# WHAT YOU SHOULD DO:
Transcribe the lines below exactly as they appear, starting with the line that contains "label the wooden footbridge, a" and continuing through the last line.

***

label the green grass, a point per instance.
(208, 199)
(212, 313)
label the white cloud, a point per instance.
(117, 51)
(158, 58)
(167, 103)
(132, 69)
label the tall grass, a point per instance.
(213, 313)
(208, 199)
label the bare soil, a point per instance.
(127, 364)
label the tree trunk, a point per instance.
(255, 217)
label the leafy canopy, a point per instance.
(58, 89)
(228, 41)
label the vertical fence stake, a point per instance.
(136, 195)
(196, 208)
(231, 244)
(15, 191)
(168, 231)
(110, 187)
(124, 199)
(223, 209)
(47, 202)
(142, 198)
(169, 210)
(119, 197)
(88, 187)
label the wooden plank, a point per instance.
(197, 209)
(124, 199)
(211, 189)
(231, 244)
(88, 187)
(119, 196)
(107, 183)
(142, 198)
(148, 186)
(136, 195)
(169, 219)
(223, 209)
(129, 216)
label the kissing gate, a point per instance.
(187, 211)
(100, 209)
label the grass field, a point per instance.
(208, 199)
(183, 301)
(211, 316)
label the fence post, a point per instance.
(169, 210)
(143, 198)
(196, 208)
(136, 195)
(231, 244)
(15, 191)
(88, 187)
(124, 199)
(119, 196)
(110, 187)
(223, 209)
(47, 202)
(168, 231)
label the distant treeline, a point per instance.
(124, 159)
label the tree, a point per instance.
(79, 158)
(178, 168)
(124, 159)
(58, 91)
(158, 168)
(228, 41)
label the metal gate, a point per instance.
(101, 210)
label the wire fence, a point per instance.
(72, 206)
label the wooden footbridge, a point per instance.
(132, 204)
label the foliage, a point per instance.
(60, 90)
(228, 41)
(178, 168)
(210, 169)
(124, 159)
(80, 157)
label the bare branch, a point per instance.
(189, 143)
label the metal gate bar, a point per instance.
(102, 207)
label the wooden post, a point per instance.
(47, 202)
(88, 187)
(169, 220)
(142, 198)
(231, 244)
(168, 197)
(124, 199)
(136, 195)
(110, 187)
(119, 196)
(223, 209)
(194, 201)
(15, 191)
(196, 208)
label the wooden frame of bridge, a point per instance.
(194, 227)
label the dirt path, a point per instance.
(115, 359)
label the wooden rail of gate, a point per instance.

***

# TASK OUTPUT:
label the wooden footbridge, a point per instance.
(132, 204)
label the foliage, a point per instance.
(60, 90)
(228, 41)
(178, 168)
(210, 169)
(124, 159)
(80, 157)
label the bare branch, a point per instance.
(189, 143)
label the metal gate bar, a point per instance.
(102, 207)
label the wooden post, a point per instance.
(47, 202)
(88, 187)
(169, 220)
(142, 198)
(231, 244)
(168, 197)
(124, 199)
(136, 195)
(110, 187)
(119, 196)
(223, 209)
(194, 201)
(15, 191)
(196, 208)
label the wooden frame of bridge, a point per instance.
(194, 227)
label the dirt path, a point per instance.
(115, 359)
label the wooden rail of gate, a point per instance.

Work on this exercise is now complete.